FRAGMENTO DEL TEXTO:

⁂

Los incendios del mayor bosque tropical del mundo no son un caso aislado para una región acostumbrada, cada vez más, a las amenazas y los peligros extremos relacionados con el medio ambiente. Terremotos y volcanes, inundaciones, sequías, epidemias, contaminaciones y corrimientos de tierra, entre otros, tienen cada vez más frecuencia y son cada vez menos predecibles. Las voces expertas coinciden en la importancia de un monitoreo exhaustivo, de la educación y de poner el foco en las comunidades vulnerables.
Fue uno de los peores agostos que se recuerdan. Ubicada en el corazón de Suramérica, la Amazonia ardió y ardió y ardió. Más de 30.000 veces solo durante ese mes y únicamente en la parte brasileña, la mayor damnificada, con los datos del Instituto Nacional de Investigación Espacial (INPE, por sus siglas en portugués) en la mano. Es cierto, las lluvias y las medidas implementadas (incluso a pesar de las trabas del presidente Jair Bolsonaro a la ayuda internacional) redujeron los focos un 35% en septiembre, cuando todos los pronósticos apuntaban a que la situación empeoraría. Pero el monitoreo por satélite todavía muestra cientos de focos activos. Y resulta que, aunque el mayor bosque tropical del mundo centra casi todas las miradas, no se trata de un caso aislado en una región acostumbrada, cada vez más, a los impactos provocados por un evento asociado a una amenaza o peligro ‘natural’.
La gravedad de la situación se ha intensificado considerablemente tanto en América Latina como en el Caribe: 480.000 muertes entre 1970 y 2010 así lo corroboran, según los datos recopilados por el Observatorio Latinoamericano (OLA), que para el mismo período estima unas pérdidas económicas de 160.000 millones de dólares (más de 144.000 millones de euros). “El aumento de la intensidad y la frecuencia de eventos naturales extremos, en gran medida impulsado por los efectos del cambio climático, así como por el impacto de la actividad humana, acentúan las condiciones de vulnerabilidad, especialmente en sectores de la población socialmente excluidos”, se lee en el estudio Enfrentar el riesgo. Nuevas prácticas de resiliencia urbana en América Latina, publicado hace unos meses bajo el auspicio del OLA y que centra su mirada en las respuestas que surgen desde las ciudades, allí donde se concentra el 80% de la población de esta región.

⁂

MATERIAL PROPORCIONADO:
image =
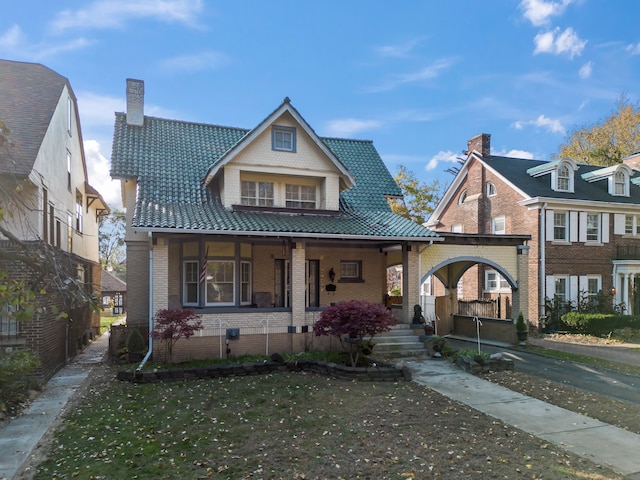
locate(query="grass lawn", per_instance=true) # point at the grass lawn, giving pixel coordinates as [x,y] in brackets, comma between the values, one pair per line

⁂

ENUNCIADO DEL EJERCICIO: Reproduce literalmente el pasaje del texto sobre los incendios de la Amazonia desde "Fue uno de los" hasta "o peligro ‘natural’.".

EJERCICIO RESUELTO:
Fue uno de los peores agostos que se recuerdan. Ubicada en el corazón de Suramérica, la Amazonia ardió y ardió y ardió. Más de 30.000 veces solo durante ese mes y únicamente en la parte brasileña, la mayor damnificada, con los datos del Instituto Nacional de Investigación Espacial (INPE, por sus siglas en portugués) en la mano. Es cierto, las lluvias y las medidas implementadas (incluso a pesar de las trabas del presidente Jair Bolsonaro a la ayuda internacional) redujeron los focos un 35% en septiembre, cuando todos los pronósticos apuntaban a que la situación empeoraría. Pero el monitoreo por satélite todavía muestra cientos de focos activos. Y resulta que, aunque el mayor bosque tropical del mundo centra casi todas las miradas, no se trata de un caso aislado en una región acostumbrada, cada vez más, a los impactos provocados por un evento asociado a una amenaza o peligro ‘natural’.